• **Source data**:
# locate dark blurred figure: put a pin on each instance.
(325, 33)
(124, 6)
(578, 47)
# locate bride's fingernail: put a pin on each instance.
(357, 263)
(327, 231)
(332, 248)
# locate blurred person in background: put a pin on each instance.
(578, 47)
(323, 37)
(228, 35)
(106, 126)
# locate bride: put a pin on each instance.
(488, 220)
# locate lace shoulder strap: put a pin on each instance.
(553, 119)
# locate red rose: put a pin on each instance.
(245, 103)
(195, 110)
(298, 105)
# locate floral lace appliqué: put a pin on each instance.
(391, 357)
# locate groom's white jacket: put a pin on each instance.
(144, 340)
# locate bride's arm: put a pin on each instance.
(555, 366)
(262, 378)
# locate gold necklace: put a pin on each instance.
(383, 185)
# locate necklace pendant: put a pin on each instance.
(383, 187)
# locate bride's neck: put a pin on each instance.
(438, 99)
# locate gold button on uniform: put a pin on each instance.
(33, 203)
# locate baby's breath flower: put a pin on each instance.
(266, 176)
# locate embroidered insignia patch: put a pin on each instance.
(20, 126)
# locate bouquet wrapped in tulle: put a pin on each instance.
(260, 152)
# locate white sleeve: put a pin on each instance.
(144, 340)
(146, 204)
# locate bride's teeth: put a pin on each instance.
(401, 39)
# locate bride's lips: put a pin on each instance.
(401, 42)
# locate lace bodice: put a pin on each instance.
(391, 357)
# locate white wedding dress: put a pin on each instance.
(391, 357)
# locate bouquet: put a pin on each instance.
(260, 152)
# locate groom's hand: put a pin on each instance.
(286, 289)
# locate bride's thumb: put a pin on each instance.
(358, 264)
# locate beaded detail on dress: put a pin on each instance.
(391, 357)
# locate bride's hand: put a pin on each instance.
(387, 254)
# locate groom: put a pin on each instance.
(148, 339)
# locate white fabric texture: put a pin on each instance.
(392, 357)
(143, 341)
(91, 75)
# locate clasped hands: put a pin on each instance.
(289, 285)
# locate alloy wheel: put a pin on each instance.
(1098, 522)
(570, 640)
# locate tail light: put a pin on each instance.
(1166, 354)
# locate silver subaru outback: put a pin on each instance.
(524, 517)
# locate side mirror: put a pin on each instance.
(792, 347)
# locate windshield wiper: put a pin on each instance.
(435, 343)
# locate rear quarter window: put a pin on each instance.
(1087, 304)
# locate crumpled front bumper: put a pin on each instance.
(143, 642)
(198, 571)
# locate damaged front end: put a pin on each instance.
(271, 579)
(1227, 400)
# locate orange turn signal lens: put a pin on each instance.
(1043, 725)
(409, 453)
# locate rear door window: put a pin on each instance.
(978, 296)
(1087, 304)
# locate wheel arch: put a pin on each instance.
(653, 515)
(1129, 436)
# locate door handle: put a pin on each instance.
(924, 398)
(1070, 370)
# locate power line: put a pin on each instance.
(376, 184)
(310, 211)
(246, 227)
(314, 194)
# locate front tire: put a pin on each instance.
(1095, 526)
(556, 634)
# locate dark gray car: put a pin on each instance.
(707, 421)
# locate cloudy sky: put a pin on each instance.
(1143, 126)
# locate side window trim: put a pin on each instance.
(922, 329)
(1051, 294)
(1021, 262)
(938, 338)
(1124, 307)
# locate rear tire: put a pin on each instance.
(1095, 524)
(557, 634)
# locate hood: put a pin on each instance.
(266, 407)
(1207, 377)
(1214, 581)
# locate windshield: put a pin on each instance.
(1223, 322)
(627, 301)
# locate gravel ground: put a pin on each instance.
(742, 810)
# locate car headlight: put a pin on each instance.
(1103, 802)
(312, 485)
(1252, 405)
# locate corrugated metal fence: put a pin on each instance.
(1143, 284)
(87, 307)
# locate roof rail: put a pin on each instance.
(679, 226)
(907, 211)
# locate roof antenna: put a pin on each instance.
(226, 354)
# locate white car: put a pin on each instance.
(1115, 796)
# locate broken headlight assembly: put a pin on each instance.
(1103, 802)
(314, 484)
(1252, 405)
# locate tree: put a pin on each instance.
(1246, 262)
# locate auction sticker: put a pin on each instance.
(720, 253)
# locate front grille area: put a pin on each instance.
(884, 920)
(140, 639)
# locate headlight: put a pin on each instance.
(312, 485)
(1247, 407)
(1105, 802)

• **Work required**:
Restate every line of the data word for word.

• **Solution for this problem**:
# locate dark blurred figure: put a pin on each instance.
(325, 33)
(124, 6)
(578, 47)
# locate bride's fingernail: put a pin on each instance.
(357, 263)
(327, 231)
(332, 248)
# locate blurred person in background: put a pin on each instance.
(578, 47)
(323, 37)
(228, 35)
(106, 126)
# locate bride: put a pin on each instance.
(488, 220)
# locate lace shoulder strap: put a pin on each instance.
(553, 119)
# locate red rose: put a pin on each instance.
(245, 103)
(195, 110)
(298, 105)
# locate floral lace appliqué: put a pin on each instance.
(391, 357)
# locate groom's white jacket: put a pin on each instance.
(144, 340)
# locate bride's arm: put a pin on each instance.
(555, 366)
(262, 378)
# locate gold necklace: put a pin on each instance.
(383, 185)
# locate necklace pendant: put a pin on each instance.
(383, 187)
# locate bride's neck: put a pin on each instance.
(438, 99)
# locate gold button on uniform: put a pin on each instance.
(33, 203)
# locate baby's breath flower: put a pin on each instance.
(266, 176)
# locate embroidered insignia patch: put a pin on each instance.
(20, 126)
# locate bouquet wrapped in tulle: put a pin on each instance.
(260, 152)
# locate white sleeve: put a pin on each instance.
(144, 340)
(146, 204)
# locate bride's teeth: put a pin on each instance.
(401, 39)
# locate bride's lips: put a pin on each instance.
(401, 42)
# locate lace bodice: put a pin on each instance.
(391, 357)
# locate white wedding dress: put a pin on each instance.
(391, 357)
# locate bouquet: put a pin on each instance.
(260, 152)
# locate groom's hand: put a pin on each instance.
(286, 289)
# locate bride's thumb: put a pin on each instance.
(358, 264)
# locate beaded detail on dress: put a pin on each instance.
(391, 357)
# locate bride's hand: put a pin on each instance.
(387, 254)
# locate groom: put a pin on each instance.
(148, 339)
# locate white fabric texture: put a pin on each instance.
(392, 357)
(143, 341)
(91, 75)
# locate clasped hands: put a pin on each instance.
(289, 285)
# locate alloy wheel: put a pin on each instance.
(1098, 522)
(570, 640)
# locate tail light: put a pin on each instance.
(1166, 354)
# locate silver subaru outback: put a pin on each instance.
(524, 517)
# locate side mirror: put a pin on each instance.
(792, 347)
# locate windshield wiper: put a pin on each instance.
(435, 343)
# locate rear quarter window: put a pin on each instance.
(1087, 304)
# locate crumpled front bumper: put a pin on each instance.
(143, 642)
(198, 571)
# locate damaged front end: put a pin on each instance.
(271, 579)
(1227, 400)
# locate orange turn signal lens: put a pin on each instance.
(1043, 725)
(409, 453)
# locate rear door window: put a pin on each instance.
(978, 296)
(1087, 304)
# locate wheel arch: put a pin on each instance.
(653, 515)
(1129, 436)
# locate door handle: put a pin on each instance.
(924, 398)
(1070, 370)
# locate power line: put a pin on each instance.
(376, 184)
(310, 211)
(246, 227)
(314, 194)
# locate front tire: put a pin on each instance.
(1095, 526)
(556, 634)
# locate dark gray car: put a pin on each instance.
(707, 421)
# locate cloudy sky: put a pin on each instance.
(1143, 126)
# locate side window trim: put a pin on each instance.
(922, 329)
(1051, 294)
(1021, 262)
(938, 338)
(1124, 307)
# locate rear tire: put a pin on each instance.
(1095, 524)
(557, 634)
# locate hood: put a pin on each instance.
(266, 407)
(1207, 377)
(1214, 581)
# locate windshield: put a pin on each instance.
(1223, 322)
(627, 301)
# locate gravel ground: put a pin on each instance.
(742, 810)
# locate car headlight: put a pin on each instance.
(1103, 802)
(312, 485)
(1252, 405)
# locate corrugated metal fence: put a pin on each instance.
(1143, 284)
(87, 307)
# locate roof rail: put a pin on each instance.
(679, 226)
(907, 211)
# locate roof antenna: put a pin on each instance.
(226, 354)
# locate white car: put a pin on each instance.
(1115, 796)
# locate broken headlight assembly: put a pin on each instance.
(1103, 802)
(314, 484)
(1252, 405)
# locate tree: put a pin on each instance.
(1246, 262)
# locate auction sticker: put a pin on each instance.
(720, 253)
# locate front grille area: put a pin on each instance.
(884, 920)
(140, 639)
# locate headlight: put a pin on each instance.
(312, 485)
(1247, 407)
(1105, 802)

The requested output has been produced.